--- start of DATA ---

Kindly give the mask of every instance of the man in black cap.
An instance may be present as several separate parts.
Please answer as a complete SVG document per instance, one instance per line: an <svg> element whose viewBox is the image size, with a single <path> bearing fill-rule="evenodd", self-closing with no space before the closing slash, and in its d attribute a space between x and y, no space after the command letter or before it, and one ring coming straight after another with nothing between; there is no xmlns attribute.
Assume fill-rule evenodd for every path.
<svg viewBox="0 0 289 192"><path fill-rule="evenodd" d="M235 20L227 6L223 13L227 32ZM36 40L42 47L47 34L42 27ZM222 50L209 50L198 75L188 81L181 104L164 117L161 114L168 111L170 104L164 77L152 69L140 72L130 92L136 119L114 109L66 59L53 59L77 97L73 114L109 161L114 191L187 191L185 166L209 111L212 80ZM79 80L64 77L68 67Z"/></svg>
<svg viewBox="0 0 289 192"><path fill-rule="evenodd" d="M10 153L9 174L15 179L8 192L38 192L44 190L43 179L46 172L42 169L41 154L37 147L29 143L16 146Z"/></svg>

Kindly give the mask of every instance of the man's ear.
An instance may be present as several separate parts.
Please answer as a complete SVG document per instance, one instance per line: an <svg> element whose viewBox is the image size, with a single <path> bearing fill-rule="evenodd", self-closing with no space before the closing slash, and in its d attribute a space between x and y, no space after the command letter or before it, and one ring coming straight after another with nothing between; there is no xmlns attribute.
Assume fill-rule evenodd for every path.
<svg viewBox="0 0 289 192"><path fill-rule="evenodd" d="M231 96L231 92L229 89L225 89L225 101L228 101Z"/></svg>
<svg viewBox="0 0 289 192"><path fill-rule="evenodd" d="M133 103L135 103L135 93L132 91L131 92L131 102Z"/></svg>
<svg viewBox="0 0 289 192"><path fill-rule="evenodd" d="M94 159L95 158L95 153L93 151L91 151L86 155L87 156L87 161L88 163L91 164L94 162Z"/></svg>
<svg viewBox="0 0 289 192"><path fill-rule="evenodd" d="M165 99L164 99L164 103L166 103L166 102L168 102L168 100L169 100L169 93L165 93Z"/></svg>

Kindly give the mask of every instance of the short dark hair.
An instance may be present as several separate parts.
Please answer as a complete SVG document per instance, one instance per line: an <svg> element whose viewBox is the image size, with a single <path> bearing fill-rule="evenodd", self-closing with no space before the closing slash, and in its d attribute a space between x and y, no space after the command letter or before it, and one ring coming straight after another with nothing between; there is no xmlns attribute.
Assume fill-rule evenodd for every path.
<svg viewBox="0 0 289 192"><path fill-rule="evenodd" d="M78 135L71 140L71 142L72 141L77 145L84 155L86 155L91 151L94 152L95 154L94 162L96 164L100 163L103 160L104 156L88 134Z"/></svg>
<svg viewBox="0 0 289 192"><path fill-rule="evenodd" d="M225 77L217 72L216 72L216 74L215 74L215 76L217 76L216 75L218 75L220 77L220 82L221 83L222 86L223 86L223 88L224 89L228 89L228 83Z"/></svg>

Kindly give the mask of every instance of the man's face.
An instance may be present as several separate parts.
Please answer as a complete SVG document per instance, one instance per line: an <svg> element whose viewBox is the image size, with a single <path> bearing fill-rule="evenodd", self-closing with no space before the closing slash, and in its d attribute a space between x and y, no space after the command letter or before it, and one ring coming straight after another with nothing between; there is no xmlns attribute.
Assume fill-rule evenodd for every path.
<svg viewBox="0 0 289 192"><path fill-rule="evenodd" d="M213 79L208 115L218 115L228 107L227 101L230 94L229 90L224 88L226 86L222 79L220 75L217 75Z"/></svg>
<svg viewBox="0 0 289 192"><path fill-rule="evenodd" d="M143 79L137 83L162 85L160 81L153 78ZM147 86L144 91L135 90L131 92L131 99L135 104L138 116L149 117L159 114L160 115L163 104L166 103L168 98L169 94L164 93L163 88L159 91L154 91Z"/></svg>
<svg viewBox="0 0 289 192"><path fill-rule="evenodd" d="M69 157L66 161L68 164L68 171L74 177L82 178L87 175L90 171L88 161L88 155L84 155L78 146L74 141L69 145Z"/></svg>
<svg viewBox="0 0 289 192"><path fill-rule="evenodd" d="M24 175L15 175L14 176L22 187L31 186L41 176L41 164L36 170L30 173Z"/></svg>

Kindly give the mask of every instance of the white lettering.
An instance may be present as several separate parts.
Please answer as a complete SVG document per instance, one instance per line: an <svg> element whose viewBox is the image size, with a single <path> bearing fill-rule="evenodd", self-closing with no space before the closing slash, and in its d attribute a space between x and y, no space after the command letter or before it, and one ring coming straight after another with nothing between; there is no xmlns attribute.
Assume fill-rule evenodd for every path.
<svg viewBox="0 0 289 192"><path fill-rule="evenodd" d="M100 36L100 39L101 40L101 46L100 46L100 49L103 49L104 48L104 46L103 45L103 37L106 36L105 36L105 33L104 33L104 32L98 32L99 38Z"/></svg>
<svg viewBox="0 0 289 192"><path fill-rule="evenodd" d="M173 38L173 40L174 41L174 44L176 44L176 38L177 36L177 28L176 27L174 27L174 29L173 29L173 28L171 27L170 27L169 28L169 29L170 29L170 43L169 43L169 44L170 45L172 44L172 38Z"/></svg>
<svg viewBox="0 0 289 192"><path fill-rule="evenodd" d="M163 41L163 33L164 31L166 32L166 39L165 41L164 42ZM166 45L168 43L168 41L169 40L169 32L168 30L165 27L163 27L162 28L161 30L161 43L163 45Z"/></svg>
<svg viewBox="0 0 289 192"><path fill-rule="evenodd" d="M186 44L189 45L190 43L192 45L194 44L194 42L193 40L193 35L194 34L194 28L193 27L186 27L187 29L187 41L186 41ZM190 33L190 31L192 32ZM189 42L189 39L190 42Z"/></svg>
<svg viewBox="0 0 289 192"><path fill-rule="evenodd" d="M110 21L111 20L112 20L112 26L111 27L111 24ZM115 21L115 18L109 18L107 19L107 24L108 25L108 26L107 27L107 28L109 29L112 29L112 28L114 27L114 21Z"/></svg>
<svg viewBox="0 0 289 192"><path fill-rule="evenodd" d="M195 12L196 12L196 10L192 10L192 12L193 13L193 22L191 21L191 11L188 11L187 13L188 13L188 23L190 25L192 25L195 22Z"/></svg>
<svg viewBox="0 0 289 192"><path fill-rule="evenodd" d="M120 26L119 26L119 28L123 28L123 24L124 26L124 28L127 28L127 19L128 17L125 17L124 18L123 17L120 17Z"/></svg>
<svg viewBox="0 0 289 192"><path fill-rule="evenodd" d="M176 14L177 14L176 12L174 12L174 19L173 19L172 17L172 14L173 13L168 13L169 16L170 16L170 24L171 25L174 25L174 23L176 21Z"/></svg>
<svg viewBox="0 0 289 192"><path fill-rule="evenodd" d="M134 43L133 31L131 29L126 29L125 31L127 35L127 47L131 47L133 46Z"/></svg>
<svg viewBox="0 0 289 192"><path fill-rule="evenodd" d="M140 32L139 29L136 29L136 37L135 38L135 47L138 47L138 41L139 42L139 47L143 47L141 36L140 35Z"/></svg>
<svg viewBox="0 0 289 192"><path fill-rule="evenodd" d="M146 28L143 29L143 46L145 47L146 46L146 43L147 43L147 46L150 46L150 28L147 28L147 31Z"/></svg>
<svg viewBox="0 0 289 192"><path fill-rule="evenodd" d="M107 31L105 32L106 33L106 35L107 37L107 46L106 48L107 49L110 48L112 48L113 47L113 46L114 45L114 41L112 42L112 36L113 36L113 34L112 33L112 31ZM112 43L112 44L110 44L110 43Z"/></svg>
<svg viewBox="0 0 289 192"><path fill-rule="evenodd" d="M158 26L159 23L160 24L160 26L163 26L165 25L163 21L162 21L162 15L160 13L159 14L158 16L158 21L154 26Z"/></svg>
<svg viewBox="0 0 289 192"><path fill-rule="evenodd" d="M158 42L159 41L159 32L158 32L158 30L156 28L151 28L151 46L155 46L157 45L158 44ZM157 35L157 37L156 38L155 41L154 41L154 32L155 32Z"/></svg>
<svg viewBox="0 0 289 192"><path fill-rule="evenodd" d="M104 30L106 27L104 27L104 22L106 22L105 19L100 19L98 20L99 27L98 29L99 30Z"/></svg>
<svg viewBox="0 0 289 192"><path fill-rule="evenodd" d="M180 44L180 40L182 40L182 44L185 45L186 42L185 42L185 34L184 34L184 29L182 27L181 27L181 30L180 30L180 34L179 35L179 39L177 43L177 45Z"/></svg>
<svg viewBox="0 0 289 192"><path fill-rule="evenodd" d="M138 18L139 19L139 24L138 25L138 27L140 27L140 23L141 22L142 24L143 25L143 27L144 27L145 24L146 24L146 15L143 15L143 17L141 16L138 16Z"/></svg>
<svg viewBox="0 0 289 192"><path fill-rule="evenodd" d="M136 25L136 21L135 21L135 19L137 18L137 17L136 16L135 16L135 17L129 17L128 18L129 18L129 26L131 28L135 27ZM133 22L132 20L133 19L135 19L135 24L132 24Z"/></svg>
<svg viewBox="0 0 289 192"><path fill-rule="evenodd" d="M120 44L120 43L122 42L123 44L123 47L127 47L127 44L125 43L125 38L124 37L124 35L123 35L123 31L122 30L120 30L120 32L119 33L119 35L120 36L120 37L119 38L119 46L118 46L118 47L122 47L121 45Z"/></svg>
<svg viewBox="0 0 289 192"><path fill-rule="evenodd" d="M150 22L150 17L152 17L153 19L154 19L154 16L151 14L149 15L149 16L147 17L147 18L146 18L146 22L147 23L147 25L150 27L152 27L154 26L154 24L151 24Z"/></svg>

--- end of DATA ---

**STATED TASK:** Identify every line of the records above that contains the word "mask", treating uppercase and lowercase letters as different, and copy each of those lines.

**ANSWER FOR THIS EXERCISE:**
Kindly give the mask of every instance of the man in black cap.
Kindly give the mask of every instance of the man's ear.
Kindly give the mask of every instance of the short dark hair.
Kindly give the mask of every instance of the man's face.
Kindly give the mask of every instance of the white lettering.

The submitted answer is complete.